Segment Open

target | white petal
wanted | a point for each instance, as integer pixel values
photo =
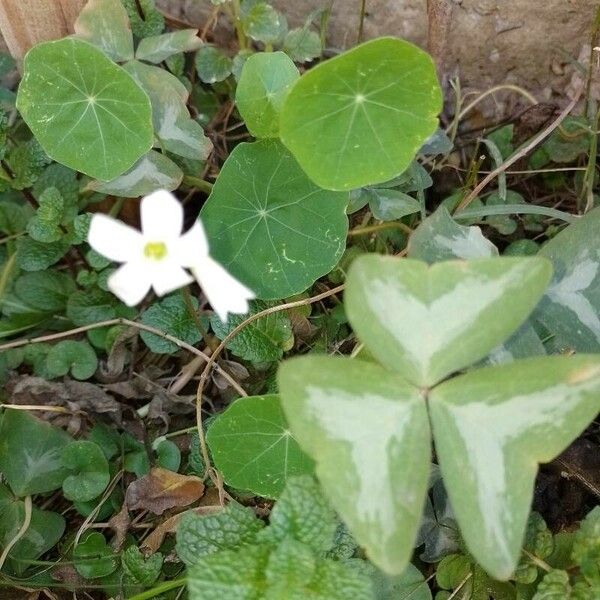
(130, 283)
(168, 276)
(191, 247)
(224, 292)
(113, 239)
(161, 216)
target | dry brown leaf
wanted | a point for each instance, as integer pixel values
(162, 489)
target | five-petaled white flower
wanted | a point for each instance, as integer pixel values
(157, 257)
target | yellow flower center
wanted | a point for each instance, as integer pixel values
(155, 250)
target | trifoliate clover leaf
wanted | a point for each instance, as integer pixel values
(77, 357)
(263, 340)
(141, 570)
(233, 527)
(586, 547)
(302, 513)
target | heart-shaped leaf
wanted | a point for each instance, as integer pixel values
(491, 428)
(368, 432)
(360, 118)
(571, 307)
(428, 322)
(269, 225)
(252, 446)
(86, 112)
(265, 81)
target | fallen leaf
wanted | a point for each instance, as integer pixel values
(162, 489)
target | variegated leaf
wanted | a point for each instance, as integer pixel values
(428, 322)
(571, 307)
(491, 428)
(367, 430)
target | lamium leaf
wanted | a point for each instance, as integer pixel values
(269, 225)
(105, 24)
(571, 307)
(265, 81)
(253, 447)
(368, 431)
(428, 322)
(85, 111)
(361, 117)
(492, 427)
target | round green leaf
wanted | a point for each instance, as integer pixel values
(91, 471)
(269, 225)
(361, 117)
(86, 112)
(69, 355)
(253, 448)
(265, 81)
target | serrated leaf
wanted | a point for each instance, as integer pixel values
(233, 527)
(263, 340)
(370, 109)
(253, 448)
(264, 83)
(571, 306)
(91, 471)
(105, 24)
(78, 358)
(269, 225)
(30, 454)
(302, 513)
(439, 238)
(425, 322)
(85, 111)
(360, 454)
(172, 316)
(154, 171)
(492, 427)
(177, 131)
(157, 48)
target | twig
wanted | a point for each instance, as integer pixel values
(520, 153)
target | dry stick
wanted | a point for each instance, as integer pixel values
(121, 321)
(221, 347)
(519, 153)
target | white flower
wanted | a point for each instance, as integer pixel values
(157, 256)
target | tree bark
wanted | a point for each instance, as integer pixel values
(24, 23)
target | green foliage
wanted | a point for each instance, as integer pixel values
(253, 448)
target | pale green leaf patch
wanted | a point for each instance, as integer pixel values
(426, 322)
(368, 432)
(360, 118)
(492, 427)
(85, 111)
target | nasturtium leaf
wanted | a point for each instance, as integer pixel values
(76, 357)
(263, 340)
(492, 427)
(439, 237)
(154, 171)
(253, 448)
(269, 225)
(157, 48)
(302, 513)
(89, 471)
(44, 531)
(105, 24)
(571, 306)
(265, 81)
(85, 111)
(231, 528)
(30, 453)
(360, 118)
(426, 322)
(362, 454)
(177, 131)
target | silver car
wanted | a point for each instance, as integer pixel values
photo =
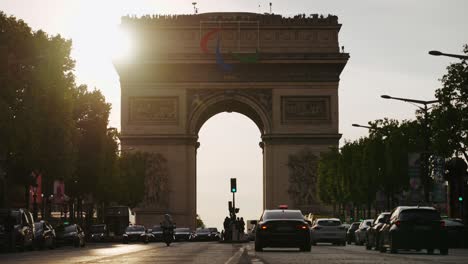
(328, 230)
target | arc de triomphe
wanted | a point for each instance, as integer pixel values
(283, 73)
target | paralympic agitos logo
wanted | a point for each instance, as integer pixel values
(219, 58)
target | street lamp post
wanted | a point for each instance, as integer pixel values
(34, 187)
(438, 53)
(425, 110)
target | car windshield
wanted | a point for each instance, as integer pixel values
(329, 222)
(38, 226)
(98, 229)
(419, 214)
(296, 215)
(134, 229)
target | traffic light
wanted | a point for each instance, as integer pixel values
(233, 185)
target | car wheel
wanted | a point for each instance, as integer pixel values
(306, 248)
(258, 246)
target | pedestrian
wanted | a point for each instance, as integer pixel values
(242, 225)
(10, 230)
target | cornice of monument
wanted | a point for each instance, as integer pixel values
(264, 19)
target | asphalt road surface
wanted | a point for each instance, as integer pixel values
(213, 252)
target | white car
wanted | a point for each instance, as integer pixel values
(328, 230)
(360, 233)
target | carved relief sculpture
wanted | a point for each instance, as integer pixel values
(156, 182)
(154, 110)
(303, 178)
(305, 109)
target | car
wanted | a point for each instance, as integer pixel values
(414, 227)
(282, 228)
(99, 233)
(135, 233)
(456, 232)
(156, 233)
(372, 234)
(70, 235)
(17, 229)
(329, 230)
(182, 234)
(360, 233)
(45, 235)
(350, 237)
(205, 234)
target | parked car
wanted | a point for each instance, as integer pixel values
(457, 234)
(328, 230)
(135, 233)
(182, 234)
(16, 229)
(44, 236)
(156, 233)
(99, 233)
(360, 233)
(372, 234)
(205, 234)
(282, 228)
(414, 227)
(350, 238)
(70, 235)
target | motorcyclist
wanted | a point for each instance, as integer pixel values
(168, 227)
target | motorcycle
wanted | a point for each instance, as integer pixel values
(168, 234)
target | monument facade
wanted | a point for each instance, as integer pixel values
(283, 73)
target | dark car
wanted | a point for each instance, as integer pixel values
(70, 235)
(156, 234)
(350, 237)
(372, 234)
(135, 233)
(412, 227)
(182, 234)
(360, 233)
(99, 233)
(45, 235)
(457, 234)
(16, 229)
(205, 234)
(282, 228)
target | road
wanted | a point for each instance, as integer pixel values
(212, 252)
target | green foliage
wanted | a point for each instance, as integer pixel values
(49, 124)
(355, 173)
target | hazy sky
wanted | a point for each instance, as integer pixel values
(388, 42)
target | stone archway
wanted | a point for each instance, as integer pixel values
(288, 87)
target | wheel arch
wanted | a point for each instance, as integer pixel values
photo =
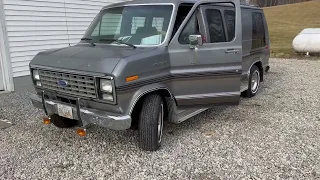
(258, 63)
(137, 101)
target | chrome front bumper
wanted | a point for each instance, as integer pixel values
(85, 115)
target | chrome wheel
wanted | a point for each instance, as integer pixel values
(160, 123)
(255, 81)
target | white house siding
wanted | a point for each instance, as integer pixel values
(38, 25)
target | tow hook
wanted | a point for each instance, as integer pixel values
(46, 120)
(82, 132)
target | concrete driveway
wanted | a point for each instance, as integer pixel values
(272, 136)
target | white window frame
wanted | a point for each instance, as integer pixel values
(6, 68)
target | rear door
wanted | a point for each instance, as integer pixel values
(209, 74)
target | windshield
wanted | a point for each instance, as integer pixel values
(136, 25)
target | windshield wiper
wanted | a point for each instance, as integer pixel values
(88, 40)
(120, 42)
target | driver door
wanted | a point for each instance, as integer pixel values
(207, 74)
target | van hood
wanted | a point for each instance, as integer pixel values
(82, 57)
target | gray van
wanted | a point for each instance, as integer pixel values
(144, 62)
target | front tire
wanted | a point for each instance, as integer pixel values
(254, 82)
(151, 123)
(62, 122)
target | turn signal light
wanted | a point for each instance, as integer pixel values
(46, 120)
(82, 132)
(132, 78)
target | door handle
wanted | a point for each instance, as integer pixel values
(234, 51)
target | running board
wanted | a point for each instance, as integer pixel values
(186, 114)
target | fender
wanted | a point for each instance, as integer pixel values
(145, 90)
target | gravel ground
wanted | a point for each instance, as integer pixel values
(272, 136)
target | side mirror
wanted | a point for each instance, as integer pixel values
(195, 40)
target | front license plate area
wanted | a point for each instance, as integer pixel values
(65, 111)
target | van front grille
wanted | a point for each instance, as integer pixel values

Segment Closed

WHAT YOU NEED TO DO — Pictures in the records above are left out; print everything else exactly as written.

REPLY TO THE EXERCISE —
target | white petal
wanted | a point for each instance, as integer pixel values
photo =
(130, 283)
(168, 276)
(191, 247)
(224, 292)
(113, 239)
(161, 216)
target | dry brown leaf
wanted | a point for each instance, as integer pixel values
(162, 489)
target | five-petaled white flower
wanted | a point for each instance, as integer pixel values
(157, 257)
target | yellow flower center
wanted | a point for each instance, as integer pixel values
(155, 250)
target | trifoliate clover leaf
wanted | a point for each instance, as integer pixel values
(77, 357)
(263, 340)
(141, 570)
(233, 527)
(586, 547)
(302, 513)
target | heart-shaped leaf
wanted | a point for each instance, as integer pixel values
(491, 428)
(368, 432)
(360, 118)
(571, 307)
(428, 322)
(269, 225)
(252, 446)
(86, 112)
(265, 81)
target | fallen leaf
wanted | a point for each instance, as integer pixel values
(162, 489)
target | variegated leaf
wanted | a point for each instance, as integer pixel values
(428, 322)
(571, 307)
(491, 428)
(367, 430)
target | lamium leaf
wanted | a point for each instance, as integer pixel values
(269, 225)
(105, 24)
(571, 307)
(265, 81)
(253, 447)
(368, 431)
(428, 322)
(85, 111)
(361, 117)
(492, 427)
target | round green leaf
wanted | a point for each instance, as integer pixel values
(91, 471)
(269, 225)
(361, 117)
(86, 112)
(69, 355)
(253, 448)
(265, 81)
target | serrated leaf
wanted | a point for each instance, as integer pixel values
(233, 527)
(263, 340)
(370, 109)
(253, 448)
(264, 83)
(571, 306)
(91, 471)
(105, 24)
(78, 358)
(269, 225)
(30, 454)
(302, 513)
(439, 238)
(425, 322)
(85, 111)
(360, 454)
(172, 316)
(154, 171)
(492, 427)
(177, 131)
(157, 48)
target | twig
wanted | a point for each instance, as integer pixel values
(520, 153)
target | dry stick
wanted | a point for each instance, as integer pixel values
(121, 321)
(221, 347)
(519, 153)
target | white flower
wanted | a point for each instance, as integer pixel values
(157, 256)
target | tree bark
wanted | a point for each instance, as integer pixel values
(24, 23)
target | green foliage
wanted | a point for each instance, as integer pixel values
(253, 448)
target | pale green leaf patch
wanted | a point for each instance, as integer pixel values
(426, 322)
(368, 432)
(360, 118)
(492, 427)
(85, 111)
target | nasturtium leaf
wanted | a point for each instance, as integer pixel values
(76, 357)
(263, 340)
(492, 427)
(439, 237)
(154, 171)
(253, 448)
(269, 225)
(157, 48)
(302, 513)
(89, 471)
(44, 531)
(105, 24)
(571, 306)
(265, 81)
(85, 111)
(231, 528)
(30, 453)
(360, 118)
(426, 322)
(362, 454)
(177, 131)
target | silver car
wanted | a point for each instance, as integer pixel values
photo =
(328, 230)
target | arc de triomphe
wanted | a point for each instance, as integer pixel values
(283, 73)
target | paralympic agitos logo
wanted | a point for each instance, as integer pixel values
(219, 58)
target | street lamp post
wanted | a point for each instance, as integer pixel values
(34, 187)
(438, 53)
(425, 110)
target | car windshield
wanted | a point for each instance, as integer pixel values
(329, 222)
(38, 226)
(98, 229)
(419, 214)
(296, 215)
(134, 229)
target | traffic light
wanted | a point for each instance, as integer pixel values
(233, 185)
target | car wheel
wanted | a point for each instance, as integer pixel values
(306, 248)
(258, 246)
target | pedestrian
wanted | a point for each instance, as integer pixel values
(242, 225)
(10, 230)
target | cornice of monument
wanted | a point for each instance, as integer pixel values
(264, 19)
target | asphalt road surface
wanted | a point for each instance, as integer pixel values
(213, 252)
target | white car
wanted | a point for each instance, as integer pixel values
(328, 230)
(360, 233)
target | carved relief sculpture
wanted | a point for each instance, as integer pixel values
(156, 182)
(154, 110)
(303, 178)
(305, 109)
target | car
wanted | a point for each instance, as integer pixel values
(414, 227)
(282, 228)
(99, 233)
(135, 233)
(456, 232)
(156, 233)
(372, 234)
(70, 235)
(17, 229)
(329, 230)
(182, 234)
(360, 233)
(45, 235)
(350, 237)
(205, 234)
target | parked car
wanted | a point for each instance, as integer pixel values
(457, 234)
(328, 230)
(135, 233)
(182, 234)
(16, 229)
(44, 236)
(156, 233)
(99, 233)
(360, 233)
(372, 234)
(205, 234)
(282, 228)
(414, 227)
(350, 238)
(70, 235)
target | motorcyclist
wanted | a point for each instance, as integer pixel values
(168, 227)
target | motorcycle
wanted | a point for each instance, as integer pixel values
(168, 234)
target | monument facade
wanted | a point for each instance, as integer pixel values
(283, 73)
target | dark car
wanted | a point for each instance, as integer pixel values
(70, 235)
(156, 234)
(350, 237)
(372, 234)
(135, 233)
(412, 227)
(182, 234)
(360, 233)
(99, 233)
(45, 235)
(457, 234)
(16, 229)
(205, 234)
(282, 228)
target | road
wanted | a point for each instance, as integer pixel values
(212, 252)
target | green foliage
wanted | a point for each instance, as integer pixel values
(49, 124)
(355, 173)
target | hazy sky
wanted | a point for each instance, as integer pixel values
(388, 42)
target | stone archway
wanted | a point for each instance, as integer pixel values
(288, 87)
target | wheel arch
wanted | a point for each instance, as integer pixel values
photo =
(258, 63)
(137, 101)
target | chrome front bumper
wanted | a point for each instance, as integer pixel values
(85, 115)
target | chrome wheel
wanted | a point for each instance, as integer pixel values
(160, 123)
(255, 81)
target | white house siding
wanted | a point for each instance, as integer pixel values
(38, 25)
target | tow hook
wanted | a point for each instance, as integer pixel values
(46, 120)
(82, 132)
target | concrete driveway
wanted | a point for each instance, as integer pixel values
(272, 136)
target | white window frame
wanted | a point for each instance, as integer pixel values
(6, 68)
target | rear door
wanted | a point for each instance, as integer pixel values
(209, 74)
target | windshield
wanted | a point for each instance, as integer pixel values
(136, 25)
target | windshield wiper
wanted | a point for each instance, as integer pixel values
(88, 40)
(120, 42)
target | driver door
wanted | a point for each instance, as integer pixel values
(207, 74)
target | van hood
wanted | a point for each instance, as integer pixel values
(82, 57)
target | gray van
wanted | a point for each instance, as integer pixel values
(144, 62)
target | front tire
wanted | a point for each instance, as integer pixel values
(254, 82)
(151, 123)
(62, 122)
target | turn signal light
wanted | a point for each instance, as integer pixel values
(46, 120)
(82, 132)
(132, 78)
target | door handle
wanted | a point for each instance, as integer pixel values
(234, 51)
target | running board
wanted | a point for each instance, as integer pixel values
(186, 114)
target | fender
wanted | a point for each instance, as integer pixel values
(145, 90)
target | gravel ground
wanted | a point for each instance, as integer pixel values
(272, 136)
target | side mirror
wanted | a point for each instance, as integer pixel values
(195, 40)
target | front license plate area
wanted | a point for each instance, as integer pixel values
(65, 111)
target | van front grille
wanted | a point for each instance, as integer pixel values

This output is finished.